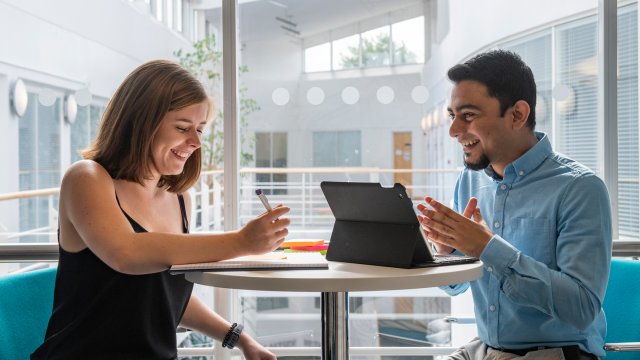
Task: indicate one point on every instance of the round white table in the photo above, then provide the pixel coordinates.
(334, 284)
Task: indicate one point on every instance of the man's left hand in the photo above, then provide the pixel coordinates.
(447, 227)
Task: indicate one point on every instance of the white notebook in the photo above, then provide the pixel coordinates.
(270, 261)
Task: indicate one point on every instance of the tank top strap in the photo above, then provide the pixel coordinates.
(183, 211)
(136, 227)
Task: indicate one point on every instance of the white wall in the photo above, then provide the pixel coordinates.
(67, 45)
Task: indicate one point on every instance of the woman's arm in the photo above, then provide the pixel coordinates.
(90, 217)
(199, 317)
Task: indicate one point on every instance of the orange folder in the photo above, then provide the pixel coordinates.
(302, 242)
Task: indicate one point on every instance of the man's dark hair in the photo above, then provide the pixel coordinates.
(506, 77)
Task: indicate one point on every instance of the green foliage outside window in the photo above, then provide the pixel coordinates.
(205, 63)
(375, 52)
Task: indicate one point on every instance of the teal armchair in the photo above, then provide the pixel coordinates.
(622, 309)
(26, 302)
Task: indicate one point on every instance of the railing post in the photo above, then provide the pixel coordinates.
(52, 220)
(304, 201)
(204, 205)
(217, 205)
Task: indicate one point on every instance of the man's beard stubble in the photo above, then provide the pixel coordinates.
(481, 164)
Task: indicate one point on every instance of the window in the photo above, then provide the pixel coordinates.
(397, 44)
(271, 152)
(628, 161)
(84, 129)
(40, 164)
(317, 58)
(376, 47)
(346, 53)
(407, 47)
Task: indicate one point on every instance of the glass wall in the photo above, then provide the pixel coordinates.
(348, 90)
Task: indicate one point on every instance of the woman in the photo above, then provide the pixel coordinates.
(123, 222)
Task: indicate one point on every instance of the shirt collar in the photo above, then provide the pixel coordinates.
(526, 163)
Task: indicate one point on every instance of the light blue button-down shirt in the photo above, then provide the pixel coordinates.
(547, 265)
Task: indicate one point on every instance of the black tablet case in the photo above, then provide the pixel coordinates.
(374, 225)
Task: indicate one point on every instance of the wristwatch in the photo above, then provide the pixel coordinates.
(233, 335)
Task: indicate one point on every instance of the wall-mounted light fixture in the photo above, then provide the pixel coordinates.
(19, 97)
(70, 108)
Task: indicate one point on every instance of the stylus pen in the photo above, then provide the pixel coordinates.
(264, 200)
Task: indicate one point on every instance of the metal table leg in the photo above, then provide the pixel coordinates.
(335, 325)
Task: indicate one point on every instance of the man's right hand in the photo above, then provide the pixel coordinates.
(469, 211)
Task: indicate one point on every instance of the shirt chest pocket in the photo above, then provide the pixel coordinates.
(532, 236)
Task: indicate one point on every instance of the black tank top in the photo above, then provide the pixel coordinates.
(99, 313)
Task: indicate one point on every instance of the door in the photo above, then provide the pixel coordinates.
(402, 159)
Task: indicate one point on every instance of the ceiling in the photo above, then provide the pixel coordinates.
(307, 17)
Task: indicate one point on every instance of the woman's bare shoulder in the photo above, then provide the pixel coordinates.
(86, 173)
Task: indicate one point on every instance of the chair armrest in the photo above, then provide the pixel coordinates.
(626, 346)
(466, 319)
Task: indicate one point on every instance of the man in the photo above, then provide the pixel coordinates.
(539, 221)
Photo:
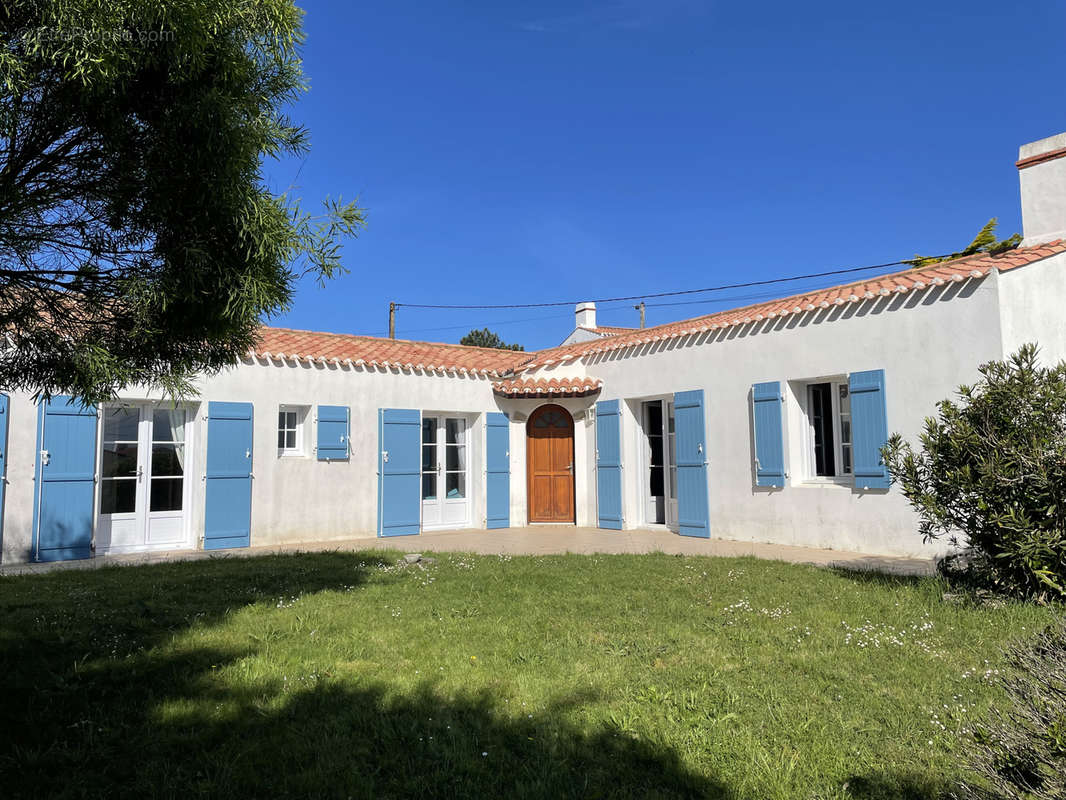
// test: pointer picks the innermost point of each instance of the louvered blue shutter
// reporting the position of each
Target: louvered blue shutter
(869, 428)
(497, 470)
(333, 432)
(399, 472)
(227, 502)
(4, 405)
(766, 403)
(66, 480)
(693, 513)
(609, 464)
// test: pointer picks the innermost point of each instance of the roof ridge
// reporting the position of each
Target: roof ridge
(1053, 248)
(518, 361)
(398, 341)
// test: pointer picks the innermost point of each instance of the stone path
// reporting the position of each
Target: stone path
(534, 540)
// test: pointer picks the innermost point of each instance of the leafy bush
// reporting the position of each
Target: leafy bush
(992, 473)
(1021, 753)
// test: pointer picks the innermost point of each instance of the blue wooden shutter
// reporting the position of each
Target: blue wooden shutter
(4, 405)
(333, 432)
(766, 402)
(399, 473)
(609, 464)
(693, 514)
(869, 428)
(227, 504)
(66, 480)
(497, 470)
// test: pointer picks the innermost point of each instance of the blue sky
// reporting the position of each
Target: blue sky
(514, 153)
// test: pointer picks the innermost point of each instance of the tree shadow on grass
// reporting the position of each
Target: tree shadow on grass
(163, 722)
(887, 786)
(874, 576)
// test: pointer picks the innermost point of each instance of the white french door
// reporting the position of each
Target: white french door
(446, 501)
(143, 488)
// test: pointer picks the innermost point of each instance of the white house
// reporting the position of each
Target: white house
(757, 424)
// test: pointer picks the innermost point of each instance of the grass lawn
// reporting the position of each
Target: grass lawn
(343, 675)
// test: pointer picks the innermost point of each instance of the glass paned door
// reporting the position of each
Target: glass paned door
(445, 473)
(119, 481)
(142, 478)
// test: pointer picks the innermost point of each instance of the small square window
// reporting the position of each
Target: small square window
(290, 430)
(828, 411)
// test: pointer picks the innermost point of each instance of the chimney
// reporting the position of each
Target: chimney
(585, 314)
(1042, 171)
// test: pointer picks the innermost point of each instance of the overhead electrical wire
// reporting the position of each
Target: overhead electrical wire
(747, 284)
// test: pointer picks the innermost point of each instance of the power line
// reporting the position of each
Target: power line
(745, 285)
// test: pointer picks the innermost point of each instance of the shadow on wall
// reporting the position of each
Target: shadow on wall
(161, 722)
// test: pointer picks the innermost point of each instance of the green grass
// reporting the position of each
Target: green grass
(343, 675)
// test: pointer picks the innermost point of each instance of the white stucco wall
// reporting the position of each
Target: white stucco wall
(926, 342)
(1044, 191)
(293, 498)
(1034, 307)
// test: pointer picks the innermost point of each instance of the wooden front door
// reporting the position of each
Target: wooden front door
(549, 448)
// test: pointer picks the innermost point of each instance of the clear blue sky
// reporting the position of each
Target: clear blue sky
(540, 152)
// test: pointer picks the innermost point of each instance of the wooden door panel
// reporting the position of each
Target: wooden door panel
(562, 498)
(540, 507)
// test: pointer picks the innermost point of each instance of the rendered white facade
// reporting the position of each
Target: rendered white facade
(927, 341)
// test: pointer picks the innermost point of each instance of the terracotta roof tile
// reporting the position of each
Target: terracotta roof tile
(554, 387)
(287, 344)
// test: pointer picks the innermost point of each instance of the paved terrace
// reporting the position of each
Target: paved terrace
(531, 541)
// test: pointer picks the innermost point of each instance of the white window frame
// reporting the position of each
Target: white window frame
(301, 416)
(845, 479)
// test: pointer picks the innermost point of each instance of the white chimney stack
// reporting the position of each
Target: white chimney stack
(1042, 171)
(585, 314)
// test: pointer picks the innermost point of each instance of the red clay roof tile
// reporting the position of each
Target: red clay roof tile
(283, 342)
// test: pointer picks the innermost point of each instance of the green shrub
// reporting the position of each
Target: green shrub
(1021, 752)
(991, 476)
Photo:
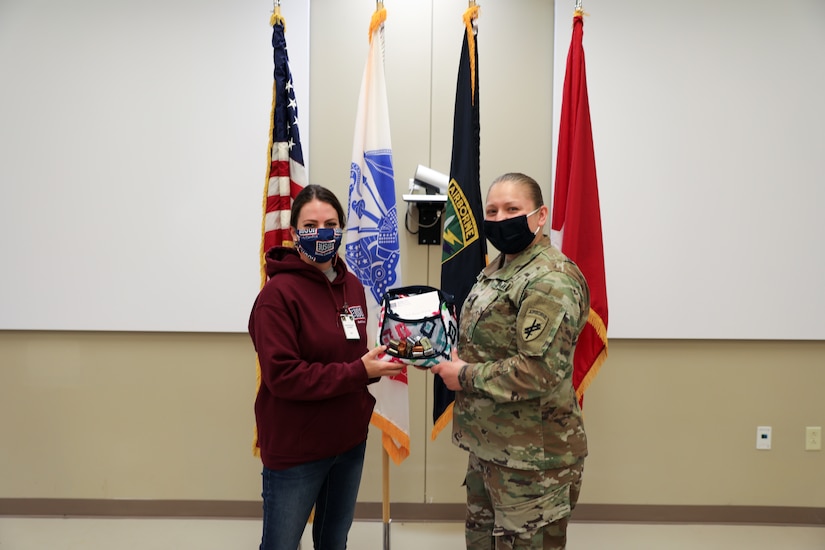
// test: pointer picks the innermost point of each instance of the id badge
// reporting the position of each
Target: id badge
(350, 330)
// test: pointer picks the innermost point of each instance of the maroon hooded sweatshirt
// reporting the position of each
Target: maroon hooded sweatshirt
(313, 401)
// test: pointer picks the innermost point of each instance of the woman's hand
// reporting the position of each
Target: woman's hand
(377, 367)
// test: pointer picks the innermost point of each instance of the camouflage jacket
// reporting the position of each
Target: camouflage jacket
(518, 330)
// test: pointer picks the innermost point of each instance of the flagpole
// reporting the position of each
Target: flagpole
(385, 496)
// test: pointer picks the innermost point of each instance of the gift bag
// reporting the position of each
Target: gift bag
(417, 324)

Set problem: Rewrite all of the records above, replacing "pixel coordinates" with "x and y coordinates" and leaving everything else unchanged. Omit the pictures from your answer.

Final result:
Task: indicate one point on every instance of the round white table in the photo above, then provide the x and y coordinates.
(334, 284)
Task: indicate one point on every instance of the man's left hand in the photo above, then provide the x and y coordinates.
(447, 227)
Task: indicate one point on every instance of the white notebook in the photo above, then provide the x and y coordinates.
(270, 261)
Task: indicate one point on every instance of the tank top strap in the photo above, then provide the x and y coordinates.
(183, 211)
(136, 227)
Task: indicate one point on every instance of the white wall in the photo above, then provide the x and y coordinates.
(67, 45)
Task: indicate one point on every instance of the woman's arm in the photo above, then provide the x and y coordinates.
(90, 217)
(199, 317)
Task: indicate one point on every instance of the orange folder in the photo above, then provide the x and y coordinates.
(302, 242)
Task: indicate one point on every instance of the man's dark hair in the photo above, then provide the x and y coordinates.
(506, 77)
Task: indicate one point on every instance of the green foliage outside window in the photo above, then provide the x and y coordinates.
(205, 63)
(375, 52)
Task: indicate one point on every instance of the teal armchair in the photo above, then provide the x and y coordinates.
(622, 309)
(26, 302)
Task: indicate one point on every instance of the railing post in the photo above, then provide the x and y coordinates.
(52, 220)
(304, 201)
(204, 205)
(217, 205)
Task: indicate one point on every instance of the man's beard stubble in the photo above, then provide the x and y coordinates.
(481, 164)
Task: indicate one point on every instance of the window in the photo above, then provide the x and y coordinates.
(397, 44)
(271, 152)
(628, 161)
(84, 129)
(40, 164)
(317, 58)
(376, 47)
(346, 53)
(407, 47)
Task: indicate one point on every instance of the glass wall in the photo above, then provide the x and y coordinates.
(348, 90)
Task: indicate one point on every instance of the woman in the photo above, then provide the x and y coordinates.
(123, 222)
Task: indicate one point on every instance of the shirt collar in the photo above, then provide the x and y coordinates.
(526, 163)
Task: indicate one point on every instance of the light blue button-down shirt in the photo above, then provide the x and y coordinates.
(547, 265)
Task: indicate one point on every instance of the black tablet case in the photo above, then provide the x and y coordinates.
(374, 225)
Task: indicate one point on every instance of the wristwatch in the photo above, then provide the x and y coordinates.
(233, 335)
Task: indicate one point on every instance of the wall-mounted light fixture in the photo above, then provide the x and y coordinates.
(19, 97)
(70, 108)
Task: indicate one point on every instance of the stylus pen in the photo above, then provide the x and y coordinates.
(264, 200)
Task: indicate one point on every instance of the metal table leg in the photo above, then provide the x and y coordinates.
(335, 325)
Task: indicate one point on every instance of the man's right hand in the photo above, then provide the x and y coordinates.
(469, 211)
Task: indicate one point on every instance of the shirt chest pocket in the photo above, then provide the x and y coordinates.
(532, 236)
Task: indicate one point on every instance of the black tank top in the photo above, then provide the x and y coordinates.
(99, 313)
Task: indicate one point on every instance of the door in the photo above, then provide the x and y coordinates.
(402, 159)
Task: indicate one point on every instance of the ceiling in the photo above, then provide the x and y coordinates.
(307, 17)
Task: indicate one point on every instance of the woman's bare shoulder in the photo above, then provide the x and y coordinates.
(86, 173)
Task: indicate one point on every instance of the chair armrest in the photo above, then provide the x and y coordinates.
(626, 346)
(466, 319)
Task: indicate one point on every instance of the man in the photo above, then provide the x and y coordinates.
(539, 221)
Photo:
// test: pointer picks the innermost point of each instance of the louvered blue shutter
// reporting the position of each
Target: louvered blue shutter
(869, 428)
(497, 470)
(333, 432)
(399, 472)
(227, 502)
(4, 405)
(766, 403)
(66, 480)
(693, 513)
(609, 464)
// test: pointer picks the innermost point of each instance of the roof ridge
// reporting the position of each
Target: roof ridge
(1053, 248)
(518, 361)
(398, 341)
// test: pointer picks the innermost point of each instance of the stone path
// reporting the position of each
Target: stone path
(534, 540)
// test: pointer picks the innermost point of each instance of the leafy bush
// reporting the position of each
Target: leafy bush
(992, 473)
(1021, 753)
// test: pointer picks the innermost point of each instance of the blue wooden shutter
// reporting the position of each
Target: blue wooden shutter
(4, 405)
(333, 432)
(766, 402)
(399, 473)
(609, 464)
(693, 514)
(869, 428)
(227, 504)
(66, 480)
(497, 470)
// test: pointer picks the innermost point of each instance of the blue sky
// reporting the position of each
Target: blue sky
(514, 153)
// test: pointer picks the innermost point of each instance of the tree shadow on grass
// reporting the position of each
Target: tree shadow on grass
(163, 722)
(887, 786)
(874, 576)
// test: pointer picks the innermost point of each instance of the white french door
// reporting the position of each
Target: white french door
(446, 501)
(143, 488)
// test: pointer picks the innermost point of each instance of the white house
// reporting the position of each
Target: white house
(757, 424)
// test: pointer picks the innermost point of each instance of the grass lawn
// reporting the position of each
Target: grass lawn
(343, 675)
// test: pointer picks the innermost point of each instance of the glass paned door
// reporting the position of each
Target: glass paned door
(445, 473)
(119, 481)
(142, 478)
// test: pointer picks the innermost point of each instance of the small square window
// reporting the position of each
Target: small square window
(290, 430)
(828, 411)
// test: pointer picks the innermost point of each instance of the chimney
// reporting the position of each
Target: chimney
(585, 314)
(1042, 171)
// test: pointer picks the innermost point of each instance of the overhead electrical wire
// reporting the position of each
Target: overhead electrical wire
(747, 284)
// test: pointer picks the innermost point of each instance of the power line
// reporting the position of each
Target: power line
(745, 285)
// test: pointer picks the innermost point of each instance of the shadow on wall
// reporting the position of each
Target: shadow on wall
(161, 722)
// test: pointer picks the innermost point of each instance of the green grass
// reporting the position of each
Target: green grass
(343, 675)
// test: pointer picks the innermost point of each instance of the white stucco wall
// reporting the position of each
Target: white stucco wall
(926, 342)
(1044, 191)
(293, 498)
(1034, 307)
// test: pointer picks the innermost point of each instance of the wooden front door
// reporting the position of each
Target: wooden front door
(549, 448)
// test: pointer picks the innermost point of each instance of the clear blue sky
// reporting the position of each
Target: clear blue sky
(540, 152)
// test: pointer picks the innermost point of each instance of the wooden door panel
// reporting the position of each
Target: wooden door panel
(562, 498)
(540, 507)
// test: pointer picks the innermost point of each instance of the rendered white facade
// reporting the position of each
Target: rendered white facade
(927, 341)
// test: pointer picks the innermost point of each instance of the terracotta roof tile
// reporting the position of each
Target: terracotta roof tile
(554, 387)
(287, 344)
// test: pointer picks the innermost point of each instance of the paved terrace
// reporting the position of each
Target: paved terrace
(531, 541)
// test: pointer picks the innermost point of each instance of the white window frame
// reporting the position of each
Target: white window frame
(301, 416)
(845, 479)
// test: pointer picks the innermost point of each instance of the white chimney stack
// reporting the position of each
Target: white chimney stack
(1042, 171)
(585, 314)
// test: pointer picks the innermost point of each instance of the red clay roof tile
// reporting the position of each
Target: red clay roof tile
(283, 342)
// test: pointer picks the innermost point of each instance of the green shrub
// reporting the position of each
Target: green shrub
(1021, 752)
(991, 476)
Photo:
// test: pointer picks the innermost point of each instance of the id badge
// reporting the position of each
Target: id badge
(350, 330)
// test: pointer picks the innermost point of each instance of the maroon hooded sweatshirt
// reporting the position of each
Target: maroon hooded sweatshirt
(313, 401)
// test: pointer picks the innermost point of each instance of the woman's hand
// reporting the position of each
Target: woman's hand
(377, 367)
// test: pointer picks the innermost point of each instance of the camouflage jacket
// reporting the position of each
Target: camouflage jacket
(518, 330)
// test: pointer picks the innermost point of each instance of the flagpole
// reporting the position of each
Target: flagpole
(385, 496)
// test: pointer picks the innermost point of each instance of the gift bag
// reporting the position of each
Target: gift bag
(417, 324)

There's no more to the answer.